== Set problem ==
Return every line of the material exactly.

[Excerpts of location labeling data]
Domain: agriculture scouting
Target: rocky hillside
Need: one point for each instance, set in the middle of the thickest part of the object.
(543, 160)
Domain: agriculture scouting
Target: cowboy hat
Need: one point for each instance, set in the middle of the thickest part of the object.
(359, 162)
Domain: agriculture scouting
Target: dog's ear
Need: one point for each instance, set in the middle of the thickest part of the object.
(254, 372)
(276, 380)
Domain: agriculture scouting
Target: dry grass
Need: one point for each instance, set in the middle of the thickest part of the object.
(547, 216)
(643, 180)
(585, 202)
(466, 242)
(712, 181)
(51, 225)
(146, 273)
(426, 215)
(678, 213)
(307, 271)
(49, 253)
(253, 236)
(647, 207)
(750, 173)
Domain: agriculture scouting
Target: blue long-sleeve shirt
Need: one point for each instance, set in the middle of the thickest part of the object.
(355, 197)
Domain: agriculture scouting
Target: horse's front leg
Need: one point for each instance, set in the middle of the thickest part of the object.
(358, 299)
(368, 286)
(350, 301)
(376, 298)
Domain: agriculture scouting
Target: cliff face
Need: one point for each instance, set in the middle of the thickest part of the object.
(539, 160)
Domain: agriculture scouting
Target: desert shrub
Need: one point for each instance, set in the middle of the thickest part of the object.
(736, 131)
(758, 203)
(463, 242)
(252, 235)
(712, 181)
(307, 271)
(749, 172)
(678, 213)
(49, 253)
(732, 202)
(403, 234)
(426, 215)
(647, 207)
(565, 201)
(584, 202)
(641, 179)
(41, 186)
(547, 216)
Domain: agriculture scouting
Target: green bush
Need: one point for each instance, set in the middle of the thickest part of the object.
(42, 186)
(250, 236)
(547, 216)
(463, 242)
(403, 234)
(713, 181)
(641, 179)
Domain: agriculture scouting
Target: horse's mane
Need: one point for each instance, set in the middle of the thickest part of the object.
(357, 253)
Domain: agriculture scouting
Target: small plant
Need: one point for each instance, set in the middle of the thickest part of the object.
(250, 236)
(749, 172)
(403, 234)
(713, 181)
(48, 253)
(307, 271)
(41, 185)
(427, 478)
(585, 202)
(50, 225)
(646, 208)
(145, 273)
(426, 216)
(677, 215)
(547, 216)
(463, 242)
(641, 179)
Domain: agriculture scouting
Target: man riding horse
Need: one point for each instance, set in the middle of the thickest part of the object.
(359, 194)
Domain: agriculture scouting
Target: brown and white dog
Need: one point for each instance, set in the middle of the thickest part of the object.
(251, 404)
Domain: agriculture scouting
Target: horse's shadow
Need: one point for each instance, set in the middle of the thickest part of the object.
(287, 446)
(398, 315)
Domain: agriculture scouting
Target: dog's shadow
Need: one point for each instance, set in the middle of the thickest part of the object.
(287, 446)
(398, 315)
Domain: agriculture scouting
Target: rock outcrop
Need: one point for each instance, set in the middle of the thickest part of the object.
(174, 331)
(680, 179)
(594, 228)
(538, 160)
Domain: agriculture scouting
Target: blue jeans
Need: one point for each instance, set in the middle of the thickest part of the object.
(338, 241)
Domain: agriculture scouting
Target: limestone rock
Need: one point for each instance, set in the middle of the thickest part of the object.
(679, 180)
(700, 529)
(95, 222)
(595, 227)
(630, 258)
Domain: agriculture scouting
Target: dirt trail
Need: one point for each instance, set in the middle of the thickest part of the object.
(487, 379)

== Complete answer ==
Domain: agriculture scouting
Target: rocky hillside
Need: one point for each instance, set in the middle of the thickest part of the object.
(543, 160)
Domain: agriculture scouting
Target: cowboy hat
Need: one point for each instance, set in the middle of the thickest part of the object.
(359, 162)
Domain: agriculture scouting
Target: dog's ear
Need: one point for each instance, set in the middle of the thickest part of the object.
(254, 372)
(276, 380)
Domain: agriculture scouting
Target: dry grass
Need: one point for each instance, set in the middle of the thickest part of the object.
(547, 216)
(643, 180)
(585, 202)
(466, 242)
(712, 181)
(51, 225)
(146, 273)
(426, 215)
(678, 213)
(307, 271)
(49, 253)
(253, 236)
(647, 207)
(750, 173)
Domain: agriculture scouting
Target: blue long-sleeve shirt
Need: one point for each instance, set in the middle of the thickest part of the object.
(355, 197)
Domain: agriculture scouting
Target: horse's front leg
Need: one point for each instance, set in the middle of the thickest part of the object.
(358, 299)
(368, 286)
(350, 301)
(376, 298)
Domain: agriculture scouting
Target: cliff face
Need: one point for each instance, set in the middle of the thickest part of the object.
(539, 160)
Domain: agriculture scouting
Target: desert shrub
Need: one point for each instance, set in the middle of the thickest part of the object.
(736, 131)
(758, 203)
(463, 242)
(252, 235)
(712, 181)
(307, 271)
(749, 172)
(678, 213)
(49, 253)
(732, 202)
(403, 234)
(426, 215)
(647, 207)
(565, 201)
(584, 202)
(641, 179)
(41, 186)
(547, 216)
Domain: agriculture scouting
Target: green bush
Need: one point for each instance, set in the middle of the thickest part of the object.
(42, 186)
(250, 236)
(547, 216)
(463, 242)
(403, 234)
(713, 181)
(641, 179)
Domain: agriculture scouting
Target: horse's mane
Need: one point for each instance, set in the middle of the thickest part of the object.
(357, 253)
Domain: agriculture scouting
Target: small plant
Need: one point for each instance, set in the middle of the thickest part of the object.
(250, 236)
(749, 172)
(403, 234)
(713, 181)
(48, 253)
(307, 271)
(41, 185)
(427, 478)
(585, 202)
(50, 225)
(646, 208)
(145, 273)
(426, 216)
(677, 215)
(547, 216)
(463, 242)
(641, 179)
Domain: agriculture scouting
Target: man riding horse
Need: one point for each instance, set in the middle of the thickest part of the object.
(359, 194)
Domain: agriculture scouting
Target: brown and white dog
Need: one point for each instance, set in the middle of the thickest part of the object.
(251, 404)
Domain: agriculture scouting
Target: horse's shadow
Need: one point for each instance, set in the middle of the thickest part of the object.
(287, 446)
(398, 315)
Domain: agriculture scouting
Target: dog's shadow
Need: one point for each instance, set in the middle of the thickest part of the object.
(287, 446)
(398, 315)
Domain: agriculture scouting
Target: rock outcrop
Need: one point for each instance, set in the middle of the thickest part of the object.
(174, 331)
(680, 179)
(594, 228)
(538, 160)
Domain: agriculture scouting
Target: blue jeans
Need: one point for each instance, set in the middle of the thickest part of the object.
(338, 241)
Domain: agriculture scouting
Target: limestone rock
Need: one point for each instance, set in the middle of the thickest part of the object.
(679, 180)
(700, 529)
(95, 222)
(595, 227)
(630, 258)
Domain: agriculture scouting
Target: dirt trail
Need: one point for each instance, set in the middle of the thickest part of the object.
(487, 379)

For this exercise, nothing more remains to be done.